[PASSAGE]
============================================================
Exactly, it's unwritten because no dev shop would explicitly market themselves as being willing to break things in the name of speed. It's an unfortunate side effect that they don't want to call attention to, whereas Facebook wears it as a badge of honor.


Facebook, where the users are the QA department


This is the most important point here. Facebook can afford to do this because their users don't care. No one really needs Facebook or depends on it to work at critical times. Most products are not like that. Imagine what happened if Gmail started doing move fast and break things. Oops some of your email vanished.


On the contrary, I have to believe they do care. Many here might not remember or know, but early on, Facebook was very unstable due to the sheer server load. Performance is still an important metric for them. It is why they created HHVM, Hack, and React.js.

How often do you hear of Facebook going down or breaking completely?


I agree, remember Twitter? It started getting popular quite a while ago, but servers couldn't handle the load which lead to a lot of down time.

Eventually, users just left twitter and they shut down the site a year later.


You say it like it's a bad thing.
============================================================
[Items listed in a dataset]
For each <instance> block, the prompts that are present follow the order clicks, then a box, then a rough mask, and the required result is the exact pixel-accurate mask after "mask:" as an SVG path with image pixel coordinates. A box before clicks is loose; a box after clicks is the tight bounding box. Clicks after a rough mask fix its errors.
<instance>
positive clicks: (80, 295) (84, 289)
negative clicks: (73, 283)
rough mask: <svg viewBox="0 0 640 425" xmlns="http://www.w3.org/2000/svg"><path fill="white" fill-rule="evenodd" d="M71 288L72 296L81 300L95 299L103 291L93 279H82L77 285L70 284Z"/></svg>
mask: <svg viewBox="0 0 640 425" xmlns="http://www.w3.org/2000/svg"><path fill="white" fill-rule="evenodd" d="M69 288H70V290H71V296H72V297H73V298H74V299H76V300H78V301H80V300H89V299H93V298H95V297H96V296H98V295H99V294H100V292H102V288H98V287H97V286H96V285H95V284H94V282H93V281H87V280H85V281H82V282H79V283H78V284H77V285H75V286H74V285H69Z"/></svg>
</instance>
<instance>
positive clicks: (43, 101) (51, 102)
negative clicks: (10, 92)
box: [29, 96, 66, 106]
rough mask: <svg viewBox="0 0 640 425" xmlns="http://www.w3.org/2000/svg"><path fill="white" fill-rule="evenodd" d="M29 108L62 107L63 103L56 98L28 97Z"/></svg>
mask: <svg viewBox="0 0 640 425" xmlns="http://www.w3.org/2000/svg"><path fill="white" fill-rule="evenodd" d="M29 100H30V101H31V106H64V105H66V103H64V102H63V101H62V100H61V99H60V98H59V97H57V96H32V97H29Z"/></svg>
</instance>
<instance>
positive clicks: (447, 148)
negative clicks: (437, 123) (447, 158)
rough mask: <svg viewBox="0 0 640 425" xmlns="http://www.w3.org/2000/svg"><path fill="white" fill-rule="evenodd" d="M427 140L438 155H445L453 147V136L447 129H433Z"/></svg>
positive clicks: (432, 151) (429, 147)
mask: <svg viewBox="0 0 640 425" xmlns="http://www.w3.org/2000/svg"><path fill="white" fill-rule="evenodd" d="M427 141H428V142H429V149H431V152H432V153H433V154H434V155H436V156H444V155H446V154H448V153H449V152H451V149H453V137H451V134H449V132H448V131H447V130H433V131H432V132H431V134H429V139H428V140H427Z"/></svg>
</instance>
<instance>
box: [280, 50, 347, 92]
============================================================
[COMPLETE THE FOLLOWING]
A) Can you reproduce the forum thread word for word, starting at "On the contrary, I" and ending at "a bad thing."?
B) Could you write out the rows verbatim, starting at the very first line of the rows and ending at the line that contains "288L72 296L81 300L95", with both of those lines included?
The forum thread and the rows are independent of each other.

[RESULTS BY TASK]
A)
On the contrary, I have to believe they do care. Many here might not remember or know, but early on, Facebook was very unstable due to the sheer server load. Performance is still an important metric for them. It is why they created HHVM, Hack, and React.js.

How often do you hear of Facebook going down or breaking completely?


I agree, remember Twitter? It started getting popular quite a while ago, but servers couldn't handle the load which lead to a lot of down time.

Eventually, users just left twitter and they shut down the site a year later.


You say it like it's a bad thing.

B)
For each <instance> block, the prompts that are present follow the order clicks, then a box, then a rough mask, and the required result is the exact pixel-accurate mask after "mask:" as an SVG path with image pixel coordinates. A box before clicks is loose; a box after clicks is the tight bounding box. Clicks after a rough mask fix its errors.
<instance>
positive clicks: (80, 295) (84, 289)
negative clicks: (73, 283)
rough mask: <svg viewBox="0 0 640 425" xmlns="http://www.w3.org/2000/svg"><path fill="white" fill-rule="evenodd" d="M71 288L72 296L81 300L95 299L103 291L93 279H82L77 285L70 284Z"/></svg>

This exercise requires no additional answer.